● WHAT YOU WILL DO:
Could you retype every record below exactly as it appears?

--- INPUT MATERIAL Enclosed Below ---

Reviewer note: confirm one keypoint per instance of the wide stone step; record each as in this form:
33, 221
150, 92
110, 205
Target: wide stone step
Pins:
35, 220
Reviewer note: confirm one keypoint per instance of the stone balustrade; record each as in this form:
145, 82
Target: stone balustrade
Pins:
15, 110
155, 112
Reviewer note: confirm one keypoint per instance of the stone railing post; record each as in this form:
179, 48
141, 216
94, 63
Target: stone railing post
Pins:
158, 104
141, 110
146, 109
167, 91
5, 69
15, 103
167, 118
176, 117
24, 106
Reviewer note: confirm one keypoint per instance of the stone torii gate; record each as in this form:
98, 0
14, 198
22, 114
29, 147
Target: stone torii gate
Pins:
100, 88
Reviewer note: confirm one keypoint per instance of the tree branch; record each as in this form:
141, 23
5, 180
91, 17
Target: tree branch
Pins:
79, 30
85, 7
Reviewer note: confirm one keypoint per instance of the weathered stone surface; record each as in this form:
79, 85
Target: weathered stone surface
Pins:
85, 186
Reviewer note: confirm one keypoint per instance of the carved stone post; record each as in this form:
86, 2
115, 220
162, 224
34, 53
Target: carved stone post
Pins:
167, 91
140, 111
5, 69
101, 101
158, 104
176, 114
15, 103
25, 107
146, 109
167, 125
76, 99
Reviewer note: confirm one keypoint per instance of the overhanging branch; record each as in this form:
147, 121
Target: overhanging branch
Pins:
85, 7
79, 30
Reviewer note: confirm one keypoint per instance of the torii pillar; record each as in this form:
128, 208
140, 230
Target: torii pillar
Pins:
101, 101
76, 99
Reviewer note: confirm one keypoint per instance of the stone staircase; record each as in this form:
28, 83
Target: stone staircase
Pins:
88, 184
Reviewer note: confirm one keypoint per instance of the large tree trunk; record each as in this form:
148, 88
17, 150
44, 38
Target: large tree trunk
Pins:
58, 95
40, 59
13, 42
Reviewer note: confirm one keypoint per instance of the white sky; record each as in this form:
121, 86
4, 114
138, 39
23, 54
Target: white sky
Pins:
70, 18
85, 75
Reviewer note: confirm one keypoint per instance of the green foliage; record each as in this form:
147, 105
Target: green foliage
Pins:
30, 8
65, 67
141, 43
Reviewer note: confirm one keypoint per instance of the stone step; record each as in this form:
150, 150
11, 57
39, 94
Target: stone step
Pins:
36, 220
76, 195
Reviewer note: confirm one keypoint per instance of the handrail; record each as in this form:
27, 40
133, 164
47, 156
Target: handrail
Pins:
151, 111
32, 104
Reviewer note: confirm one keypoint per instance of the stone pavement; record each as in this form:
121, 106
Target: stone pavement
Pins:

--- End of Enclosed INPUT MATERIAL ---

● EXERCISE RESULT:
Reviewer note: confirm one keypoint per instance of the wide stone step; record each as in this form:
33, 221
150, 92
110, 205
Target: wide stone step
Pins:
35, 220
Reviewer note: confirm one keypoint per instance of the stone balustrade; record each as in this form:
145, 82
Target: stone balustrade
Pins:
15, 110
155, 112
Reviewer note: confirm one keypoint per instance of the stone railing post; record each as in this form:
179, 48
141, 216
94, 63
Target: stone railing post
Pins:
158, 104
141, 110
146, 109
167, 91
5, 69
15, 103
167, 118
176, 117
24, 106
Reviewer note: confirm one keypoint per instance of the stone torii gate; record each as in this form:
98, 0
14, 198
22, 114
29, 147
Target: stone torii gate
Pins:
100, 88
Reviewer note: confirm one keypoint per instance of the tree branch; record each as in this form:
141, 23
5, 180
91, 17
Target: tree branch
Pins:
79, 30
85, 7
Reviewer note: confirm one keypoint per instance of the weathered stone surface; record each as in this form:
79, 85
Target: weathered stone surface
Pins:
85, 186
Reviewer note: confirm one keypoint per instance of the carved stone post; record each as in this form:
86, 2
115, 220
162, 224
34, 53
Target: carved stone post
Pins:
167, 91
140, 111
5, 69
101, 101
158, 104
176, 114
15, 103
25, 107
146, 109
167, 125
76, 99
Reviewer note: confirm one keypoint per instance of the overhanging branch; record each as in this form:
147, 121
Target: overhanging branch
Pins:
85, 7
79, 30
Reviewer note: confirm one keypoint per instance of the torii pillar; record each as in this form:
128, 208
140, 230
Target: torii pillar
Pins:
101, 101
76, 99
Reviewer note: confirm one keypoint per instance of the stone staircase; record each as in this form:
28, 83
Target: stone staircase
Pins:
88, 184
Reviewer note: confirm one keypoint per instance of the large tree trunk; record each as in this form:
148, 88
17, 150
44, 38
Target: large tree trunk
Pins:
58, 95
40, 59
13, 42
Reviewer note: confirm one keypoint per instance of the white sky; record each as in this form:
121, 86
4, 114
138, 39
23, 54
Target: white sky
Pins:
70, 18
85, 75
Reviewer note: confirm one keypoint per instance of the green foliage; record each as in this form:
147, 105
Target: green foliage
Pins:
30, 8
65, 67
141, 43
Reviewer note: confirm one keypoint per instance of the stone step; record each as in this form:
150, 150
11, 57
39, 94
Target: stone step
Pins:
36, 220
76, 195
Reviewer note: confirm one keypoint per instance of the handrail; record each as in this form:
27, 40
133, 164
47, 156
Target: handrail
Pins:
151, 111
32, 104
Reviewer note: confirm one keypoint per instance of the stone pavement; record each as in this form:
121, 106
Target: stone pavement
Pins:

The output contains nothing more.